Starting with the line that contains "find the signboard" and going on through the end of the entries, write out every line again, requests included. Scale each point coordinate in the answers by 1.2, round to whole numbers with halves going up, and leave the pictures out.

-- BEGIN Material --

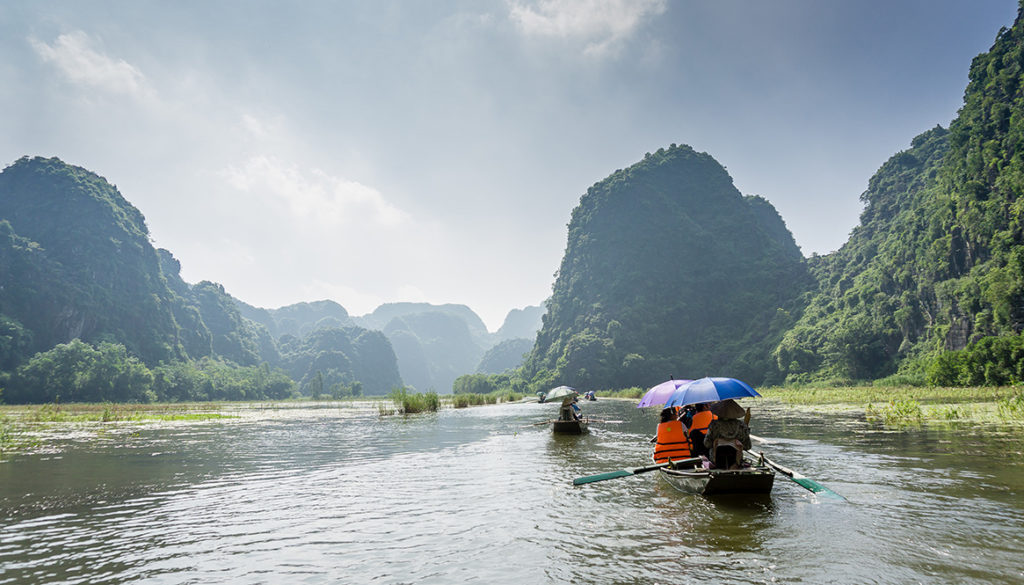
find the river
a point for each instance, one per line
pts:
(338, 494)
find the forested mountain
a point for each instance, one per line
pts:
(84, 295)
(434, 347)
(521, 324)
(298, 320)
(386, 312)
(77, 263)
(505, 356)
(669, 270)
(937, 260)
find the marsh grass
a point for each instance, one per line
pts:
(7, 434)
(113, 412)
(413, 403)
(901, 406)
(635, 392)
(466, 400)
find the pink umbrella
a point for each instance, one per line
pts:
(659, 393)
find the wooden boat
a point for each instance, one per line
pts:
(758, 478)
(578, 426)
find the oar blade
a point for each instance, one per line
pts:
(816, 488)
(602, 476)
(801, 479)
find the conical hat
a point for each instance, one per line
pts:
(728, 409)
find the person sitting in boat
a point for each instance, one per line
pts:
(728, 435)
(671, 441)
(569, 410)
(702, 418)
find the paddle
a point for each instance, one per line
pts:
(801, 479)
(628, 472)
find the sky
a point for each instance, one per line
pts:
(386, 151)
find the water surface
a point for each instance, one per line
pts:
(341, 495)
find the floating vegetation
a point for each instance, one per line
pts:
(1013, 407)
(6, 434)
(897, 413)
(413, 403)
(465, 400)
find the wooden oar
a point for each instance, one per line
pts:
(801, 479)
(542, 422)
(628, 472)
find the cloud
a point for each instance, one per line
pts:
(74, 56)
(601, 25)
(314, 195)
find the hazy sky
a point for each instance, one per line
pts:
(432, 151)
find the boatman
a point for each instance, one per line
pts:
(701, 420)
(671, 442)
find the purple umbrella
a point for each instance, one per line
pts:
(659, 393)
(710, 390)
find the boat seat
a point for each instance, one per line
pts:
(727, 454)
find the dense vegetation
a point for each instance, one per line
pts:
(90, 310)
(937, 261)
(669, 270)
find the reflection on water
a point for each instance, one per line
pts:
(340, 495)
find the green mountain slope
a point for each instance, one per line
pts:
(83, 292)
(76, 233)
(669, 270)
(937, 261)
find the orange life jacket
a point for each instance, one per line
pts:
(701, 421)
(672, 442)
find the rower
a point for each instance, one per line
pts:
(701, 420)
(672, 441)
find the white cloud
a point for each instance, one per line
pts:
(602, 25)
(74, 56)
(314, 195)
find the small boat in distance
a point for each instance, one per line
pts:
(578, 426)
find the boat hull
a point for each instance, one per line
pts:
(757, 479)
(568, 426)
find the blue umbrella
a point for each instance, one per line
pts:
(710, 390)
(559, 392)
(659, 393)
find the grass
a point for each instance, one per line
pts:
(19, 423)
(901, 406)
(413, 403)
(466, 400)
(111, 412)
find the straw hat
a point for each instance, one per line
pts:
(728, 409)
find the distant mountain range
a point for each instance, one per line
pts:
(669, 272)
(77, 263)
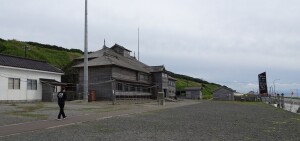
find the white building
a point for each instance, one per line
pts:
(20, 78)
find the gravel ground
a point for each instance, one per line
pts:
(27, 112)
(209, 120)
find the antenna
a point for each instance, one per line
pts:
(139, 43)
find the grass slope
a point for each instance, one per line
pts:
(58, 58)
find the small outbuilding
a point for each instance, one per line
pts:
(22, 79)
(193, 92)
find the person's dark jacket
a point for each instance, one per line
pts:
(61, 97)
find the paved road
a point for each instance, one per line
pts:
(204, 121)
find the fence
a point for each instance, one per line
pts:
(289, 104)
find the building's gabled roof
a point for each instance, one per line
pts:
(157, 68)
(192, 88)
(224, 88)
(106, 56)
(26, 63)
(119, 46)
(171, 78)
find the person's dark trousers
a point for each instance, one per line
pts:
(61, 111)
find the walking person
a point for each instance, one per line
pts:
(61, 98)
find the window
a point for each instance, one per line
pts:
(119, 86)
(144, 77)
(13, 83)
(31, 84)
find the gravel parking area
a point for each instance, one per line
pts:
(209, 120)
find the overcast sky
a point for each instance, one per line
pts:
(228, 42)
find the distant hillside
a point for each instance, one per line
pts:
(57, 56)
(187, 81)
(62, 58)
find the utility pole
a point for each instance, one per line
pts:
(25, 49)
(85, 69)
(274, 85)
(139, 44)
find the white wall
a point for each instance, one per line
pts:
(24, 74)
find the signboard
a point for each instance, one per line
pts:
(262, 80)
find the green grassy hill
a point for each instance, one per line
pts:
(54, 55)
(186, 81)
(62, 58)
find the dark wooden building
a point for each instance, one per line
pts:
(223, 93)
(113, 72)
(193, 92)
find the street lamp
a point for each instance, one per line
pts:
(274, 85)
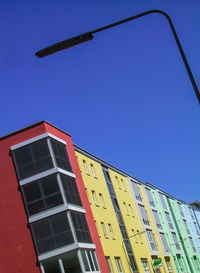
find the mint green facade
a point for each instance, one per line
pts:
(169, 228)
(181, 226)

-- END Material --

Task response:
find the signboard
a point for each instance, one per line
pts:
(314, 96)
find the green grassy hill
a point for each instance, one per line
pts:
(65, 66)
(223, 97)
(74, 70)
find the dark wooden building
a point for each instance, one per line
pts:
(268, 112)
(136, 86)
(232, 110)
find the street lamp
a point for each instance, one per line
pts:
(329, 102)
find the mint green facade
a point for each instance, one per line
pts:
(203, 274)
(217, 271)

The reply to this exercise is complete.